----- Dataset extract

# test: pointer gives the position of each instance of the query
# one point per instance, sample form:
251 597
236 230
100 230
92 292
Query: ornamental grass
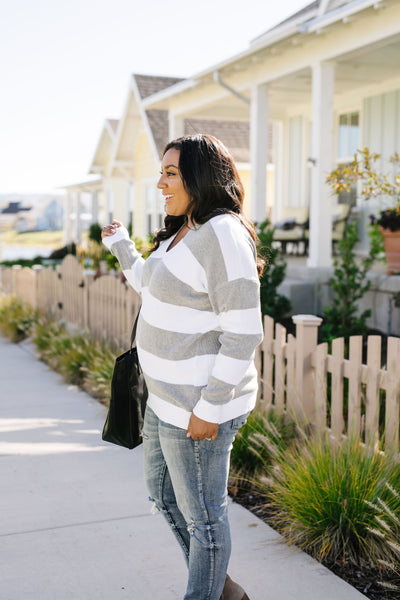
332 499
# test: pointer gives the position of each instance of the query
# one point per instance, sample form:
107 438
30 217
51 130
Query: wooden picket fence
297 376
328 391
105 306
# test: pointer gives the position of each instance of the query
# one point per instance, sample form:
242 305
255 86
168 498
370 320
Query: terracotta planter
391 241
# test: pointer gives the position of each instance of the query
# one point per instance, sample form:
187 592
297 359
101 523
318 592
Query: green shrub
273 304
264 436
98 372
349 283
326 496
16 318
95 233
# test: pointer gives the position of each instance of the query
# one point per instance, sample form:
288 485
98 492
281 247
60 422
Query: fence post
306 342
88 278
15 270
37 269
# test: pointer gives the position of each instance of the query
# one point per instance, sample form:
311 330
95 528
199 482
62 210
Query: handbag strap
133 334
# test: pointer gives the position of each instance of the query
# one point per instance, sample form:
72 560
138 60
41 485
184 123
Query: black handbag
124 421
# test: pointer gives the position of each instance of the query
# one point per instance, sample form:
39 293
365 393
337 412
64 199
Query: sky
65 67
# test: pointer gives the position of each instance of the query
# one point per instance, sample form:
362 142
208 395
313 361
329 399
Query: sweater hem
179 417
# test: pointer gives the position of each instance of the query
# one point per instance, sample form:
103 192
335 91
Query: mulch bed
365 580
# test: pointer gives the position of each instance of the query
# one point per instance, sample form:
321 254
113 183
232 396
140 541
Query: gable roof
234 134
151 84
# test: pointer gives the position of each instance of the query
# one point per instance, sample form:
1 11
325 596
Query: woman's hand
110 229
200 430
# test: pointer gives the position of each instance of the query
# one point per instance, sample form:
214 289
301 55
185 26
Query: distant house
302 97
127 160
32 213
51 216
10 214
327 80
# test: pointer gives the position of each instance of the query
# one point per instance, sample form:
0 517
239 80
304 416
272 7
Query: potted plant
375 184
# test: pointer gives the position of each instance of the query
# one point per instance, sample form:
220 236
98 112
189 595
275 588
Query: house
310 91
127 161
12 213
328 81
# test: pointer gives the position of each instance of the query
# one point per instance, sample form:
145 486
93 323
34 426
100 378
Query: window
348 144
348 136
154 209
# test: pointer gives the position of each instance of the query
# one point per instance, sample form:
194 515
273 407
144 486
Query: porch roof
362 37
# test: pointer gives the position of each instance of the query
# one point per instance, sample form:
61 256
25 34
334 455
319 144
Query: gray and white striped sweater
200 320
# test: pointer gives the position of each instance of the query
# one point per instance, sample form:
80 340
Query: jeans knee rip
202 532
159 507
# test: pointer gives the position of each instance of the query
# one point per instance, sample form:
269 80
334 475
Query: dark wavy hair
211 179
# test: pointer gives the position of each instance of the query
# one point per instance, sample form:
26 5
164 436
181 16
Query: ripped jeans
187 481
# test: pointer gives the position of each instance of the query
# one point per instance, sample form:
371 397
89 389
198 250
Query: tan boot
233 591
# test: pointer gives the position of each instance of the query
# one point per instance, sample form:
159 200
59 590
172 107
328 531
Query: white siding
381 124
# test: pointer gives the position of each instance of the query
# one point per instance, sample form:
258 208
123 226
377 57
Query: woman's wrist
121 233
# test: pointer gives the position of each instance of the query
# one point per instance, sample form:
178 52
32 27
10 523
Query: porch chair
292 229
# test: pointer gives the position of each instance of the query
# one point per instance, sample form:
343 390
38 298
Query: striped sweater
200 320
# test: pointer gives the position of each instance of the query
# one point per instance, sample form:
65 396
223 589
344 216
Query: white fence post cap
307 320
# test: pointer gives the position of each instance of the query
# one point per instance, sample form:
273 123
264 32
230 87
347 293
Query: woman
199 325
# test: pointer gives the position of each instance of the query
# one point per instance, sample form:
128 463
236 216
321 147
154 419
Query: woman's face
171 184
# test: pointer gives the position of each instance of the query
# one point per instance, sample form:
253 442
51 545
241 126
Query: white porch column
95 207
323 82
259 150
67 237
78 225
176 126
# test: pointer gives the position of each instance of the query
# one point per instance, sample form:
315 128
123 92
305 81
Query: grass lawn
33 238
53 239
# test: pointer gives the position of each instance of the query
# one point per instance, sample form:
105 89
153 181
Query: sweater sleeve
130 260
234 292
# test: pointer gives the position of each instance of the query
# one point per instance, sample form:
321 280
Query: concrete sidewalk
75 522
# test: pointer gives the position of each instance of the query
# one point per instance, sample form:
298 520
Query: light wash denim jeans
187 481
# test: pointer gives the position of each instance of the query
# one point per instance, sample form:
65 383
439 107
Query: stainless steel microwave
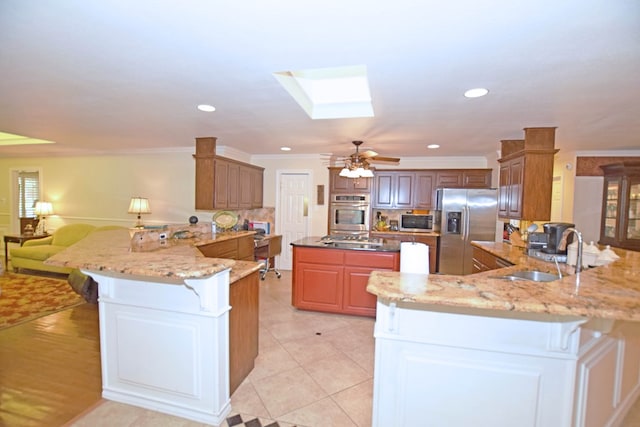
416 222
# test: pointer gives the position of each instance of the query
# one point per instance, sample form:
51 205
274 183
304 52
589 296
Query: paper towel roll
414 257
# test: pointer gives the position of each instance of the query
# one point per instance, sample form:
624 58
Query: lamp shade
43 208
139 205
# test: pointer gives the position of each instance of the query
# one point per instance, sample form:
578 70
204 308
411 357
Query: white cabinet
608 378
460 367
164 345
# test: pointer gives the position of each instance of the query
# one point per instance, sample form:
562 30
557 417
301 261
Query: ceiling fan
357 165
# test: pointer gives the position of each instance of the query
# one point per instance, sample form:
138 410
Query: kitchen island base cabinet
464 367
335 280
164 344
243 328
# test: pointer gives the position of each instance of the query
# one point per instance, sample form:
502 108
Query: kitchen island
331 276
166 332
484 351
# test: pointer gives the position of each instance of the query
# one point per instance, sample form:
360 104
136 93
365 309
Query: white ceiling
122 75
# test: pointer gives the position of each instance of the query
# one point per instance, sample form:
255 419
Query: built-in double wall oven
349 214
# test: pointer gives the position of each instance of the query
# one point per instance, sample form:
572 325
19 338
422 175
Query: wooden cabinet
416 188
340 184
424 193
432 241
463 178
233 248
257 182
243 328
510 193
393 190
449 178
526 176
223 183
485 261
335 280
476 178
620 224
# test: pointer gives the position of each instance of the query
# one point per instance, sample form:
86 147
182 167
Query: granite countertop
406 233
317 242
111 251
611 291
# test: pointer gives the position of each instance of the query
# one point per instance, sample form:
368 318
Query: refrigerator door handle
466 222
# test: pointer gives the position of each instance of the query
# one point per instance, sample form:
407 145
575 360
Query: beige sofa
33 254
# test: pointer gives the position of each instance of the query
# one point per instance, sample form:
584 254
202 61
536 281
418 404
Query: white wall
97 189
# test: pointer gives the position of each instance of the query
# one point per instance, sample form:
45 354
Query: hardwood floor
50 368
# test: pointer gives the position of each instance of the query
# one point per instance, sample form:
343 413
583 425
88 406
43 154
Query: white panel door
292 213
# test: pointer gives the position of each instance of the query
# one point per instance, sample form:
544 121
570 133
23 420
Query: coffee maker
554 231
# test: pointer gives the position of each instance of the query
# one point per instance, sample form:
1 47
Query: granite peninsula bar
484 351
164 318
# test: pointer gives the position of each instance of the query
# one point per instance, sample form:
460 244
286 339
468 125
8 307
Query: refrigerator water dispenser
454 220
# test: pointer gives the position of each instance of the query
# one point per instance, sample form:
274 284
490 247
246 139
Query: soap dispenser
590 253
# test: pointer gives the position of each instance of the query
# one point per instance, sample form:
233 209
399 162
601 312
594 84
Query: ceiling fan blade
368 154
384 159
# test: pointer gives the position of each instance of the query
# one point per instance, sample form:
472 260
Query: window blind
29 193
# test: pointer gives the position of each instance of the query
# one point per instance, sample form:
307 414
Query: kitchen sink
535 276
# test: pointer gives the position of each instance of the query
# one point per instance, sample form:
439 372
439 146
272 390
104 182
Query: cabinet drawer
374 260
320 256
245 248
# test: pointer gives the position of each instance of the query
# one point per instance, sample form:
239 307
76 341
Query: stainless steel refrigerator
464 215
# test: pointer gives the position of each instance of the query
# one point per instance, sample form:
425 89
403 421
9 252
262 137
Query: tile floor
313 370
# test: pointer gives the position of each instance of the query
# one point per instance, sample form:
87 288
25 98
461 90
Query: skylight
11 139
330 93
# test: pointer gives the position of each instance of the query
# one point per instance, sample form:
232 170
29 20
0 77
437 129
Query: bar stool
268 251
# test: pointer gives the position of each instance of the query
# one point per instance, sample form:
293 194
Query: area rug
25 297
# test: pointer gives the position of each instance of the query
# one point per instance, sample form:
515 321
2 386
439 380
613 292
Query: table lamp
43 209
139 205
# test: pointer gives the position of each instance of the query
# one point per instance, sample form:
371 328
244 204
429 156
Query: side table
17 238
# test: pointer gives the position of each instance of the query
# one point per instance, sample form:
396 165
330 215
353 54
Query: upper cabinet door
384 190
340 184
404 190
620 224
425 190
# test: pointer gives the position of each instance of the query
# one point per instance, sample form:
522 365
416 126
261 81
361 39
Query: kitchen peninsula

----------

Instructions to follow: How many lines in the listing above contain the string "handbag"? Give only the number.

Written reply: 2